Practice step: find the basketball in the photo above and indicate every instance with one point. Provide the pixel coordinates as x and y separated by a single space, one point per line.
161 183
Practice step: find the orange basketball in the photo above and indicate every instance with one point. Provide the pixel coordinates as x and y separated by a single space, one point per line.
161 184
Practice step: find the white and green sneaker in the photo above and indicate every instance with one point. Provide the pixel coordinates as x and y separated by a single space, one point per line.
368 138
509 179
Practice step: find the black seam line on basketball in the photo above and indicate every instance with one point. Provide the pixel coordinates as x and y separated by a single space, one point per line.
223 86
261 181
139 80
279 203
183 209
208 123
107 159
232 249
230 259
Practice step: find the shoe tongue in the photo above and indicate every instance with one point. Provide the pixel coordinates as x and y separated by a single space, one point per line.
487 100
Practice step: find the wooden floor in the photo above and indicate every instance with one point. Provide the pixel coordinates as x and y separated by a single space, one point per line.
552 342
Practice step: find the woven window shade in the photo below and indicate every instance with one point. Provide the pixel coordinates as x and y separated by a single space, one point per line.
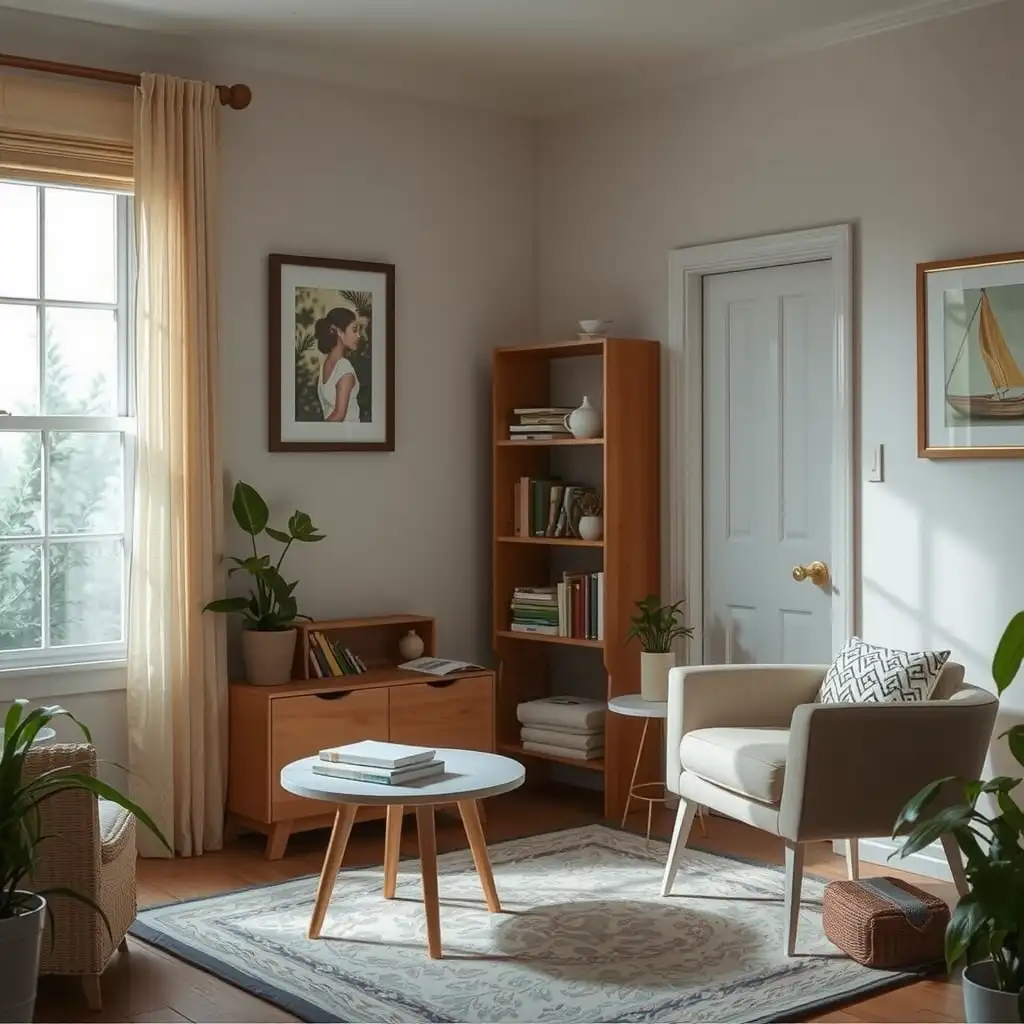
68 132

___

Written exercise - Please give every line of the material above as a Markdown table with the columns No. and Text, numbering the rows in order. Omit blank lines and the pictures.

Problem solution -
| No. | Text |
|---|---|
| 1 | Practice step: find the basketball in the photo above and indicate every instance with one point. Provide the pixel coordinates as x and y separated by a single space, one point per line. |
| 2 | 161 183 |
| 3 | Practice step: find the orange basketball in the photo above and indicate every instance with one point. Provide the pixel coordinates as x and y separated by a single space, one point per line. |
| 4 | 161 184 |
| 5 | Practice step: find the white and green sneaker in the photo above and indicate every instance with one point. Provide the pixel coordinates as x and y separated by a single space, one point per line. |
| 6 | 368 138 |
| 7 | 509 179 |
| 8 | Practice step: find the black seam line on basketball in the photo above and indicate every instance with one point. Provide the pixel coordinates as x and y separated by a single space, one point per line. |
| 9 | 223 86 |
| 10 | 261 181 |
| 11 | 139 80 |
| 12 | 279 203 |
| 13 | 183 209 |
| 14 | 208 123 |
| 15 | 107 159 |
| 16 | 232 249 |
| 17 | 230 259 |
| 18 | Practice step: find the shoe tongue in the photo above and indicate every instance with one point. Provide the pixel coordinates as x and y separated by a single space, one point per line. |
| 19 | 487 100 |
| 20 | Practice step: find the wooden floor in the photo above and indicate every instance with one point. Provide the pixel coordinates as x and y separated by a single space, one point per line. |
| 21 | 552 342 |
| 22 | Practice step: find the woven window shade in the photo below and indicate every instance with one point. Provide the pixel coordinates as x and y separated by a single space, one point per line. |
| 23 | 68 132 |